=== What is needed ===
Each line below that contains "curved" counts once; report the total and nothing more.

=== Data under study ===
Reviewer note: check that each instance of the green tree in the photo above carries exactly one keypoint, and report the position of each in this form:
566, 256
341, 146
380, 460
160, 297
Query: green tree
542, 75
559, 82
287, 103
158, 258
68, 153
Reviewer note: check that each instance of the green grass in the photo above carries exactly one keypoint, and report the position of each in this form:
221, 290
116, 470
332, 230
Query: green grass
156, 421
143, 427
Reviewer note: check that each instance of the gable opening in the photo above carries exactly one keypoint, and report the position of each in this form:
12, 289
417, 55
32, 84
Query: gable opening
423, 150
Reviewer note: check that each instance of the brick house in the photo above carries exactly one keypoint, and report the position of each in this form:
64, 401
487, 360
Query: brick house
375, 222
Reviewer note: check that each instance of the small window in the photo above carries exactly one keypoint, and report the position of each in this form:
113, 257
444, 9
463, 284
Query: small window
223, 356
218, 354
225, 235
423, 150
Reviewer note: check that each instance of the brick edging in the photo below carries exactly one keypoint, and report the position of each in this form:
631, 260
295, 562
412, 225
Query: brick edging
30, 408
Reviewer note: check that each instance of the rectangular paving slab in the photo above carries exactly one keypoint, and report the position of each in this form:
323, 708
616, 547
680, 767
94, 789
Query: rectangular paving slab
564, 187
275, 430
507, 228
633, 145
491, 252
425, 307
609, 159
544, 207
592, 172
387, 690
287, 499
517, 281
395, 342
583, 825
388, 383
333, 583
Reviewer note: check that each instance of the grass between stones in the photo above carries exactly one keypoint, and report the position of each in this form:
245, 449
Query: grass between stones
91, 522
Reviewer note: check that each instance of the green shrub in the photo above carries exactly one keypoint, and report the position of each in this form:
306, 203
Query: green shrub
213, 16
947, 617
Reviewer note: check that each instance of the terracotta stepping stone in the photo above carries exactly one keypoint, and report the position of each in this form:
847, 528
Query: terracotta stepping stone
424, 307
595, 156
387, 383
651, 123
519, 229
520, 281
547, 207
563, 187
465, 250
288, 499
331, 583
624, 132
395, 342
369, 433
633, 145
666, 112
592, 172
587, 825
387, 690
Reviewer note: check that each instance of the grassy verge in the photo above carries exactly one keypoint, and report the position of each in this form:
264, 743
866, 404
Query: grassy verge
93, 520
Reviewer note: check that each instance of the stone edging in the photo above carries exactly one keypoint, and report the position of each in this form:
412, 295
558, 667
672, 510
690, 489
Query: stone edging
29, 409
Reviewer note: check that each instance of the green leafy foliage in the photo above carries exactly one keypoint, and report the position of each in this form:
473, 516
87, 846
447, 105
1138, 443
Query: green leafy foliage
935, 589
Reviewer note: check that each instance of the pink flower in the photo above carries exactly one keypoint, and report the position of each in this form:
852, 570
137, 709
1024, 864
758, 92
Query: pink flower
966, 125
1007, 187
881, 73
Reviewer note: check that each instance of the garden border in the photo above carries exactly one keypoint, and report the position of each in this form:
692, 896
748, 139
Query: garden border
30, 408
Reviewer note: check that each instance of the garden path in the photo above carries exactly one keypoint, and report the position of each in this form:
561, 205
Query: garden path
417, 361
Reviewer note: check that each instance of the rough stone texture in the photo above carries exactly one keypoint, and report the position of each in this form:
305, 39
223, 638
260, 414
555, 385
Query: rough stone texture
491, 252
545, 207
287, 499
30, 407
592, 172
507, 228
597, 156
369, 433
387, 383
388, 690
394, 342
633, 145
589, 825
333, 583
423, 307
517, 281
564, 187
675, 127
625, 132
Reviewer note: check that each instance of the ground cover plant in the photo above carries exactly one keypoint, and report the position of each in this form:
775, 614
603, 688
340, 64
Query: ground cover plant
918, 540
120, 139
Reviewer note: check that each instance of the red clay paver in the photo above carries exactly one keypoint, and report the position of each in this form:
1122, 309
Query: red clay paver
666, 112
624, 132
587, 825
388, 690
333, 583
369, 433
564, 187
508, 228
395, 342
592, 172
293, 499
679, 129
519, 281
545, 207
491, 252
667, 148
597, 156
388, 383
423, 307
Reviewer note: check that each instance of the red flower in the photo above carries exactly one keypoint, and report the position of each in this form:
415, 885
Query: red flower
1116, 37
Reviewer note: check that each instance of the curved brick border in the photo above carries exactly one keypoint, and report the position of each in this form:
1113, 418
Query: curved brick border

=== Completed task ===
2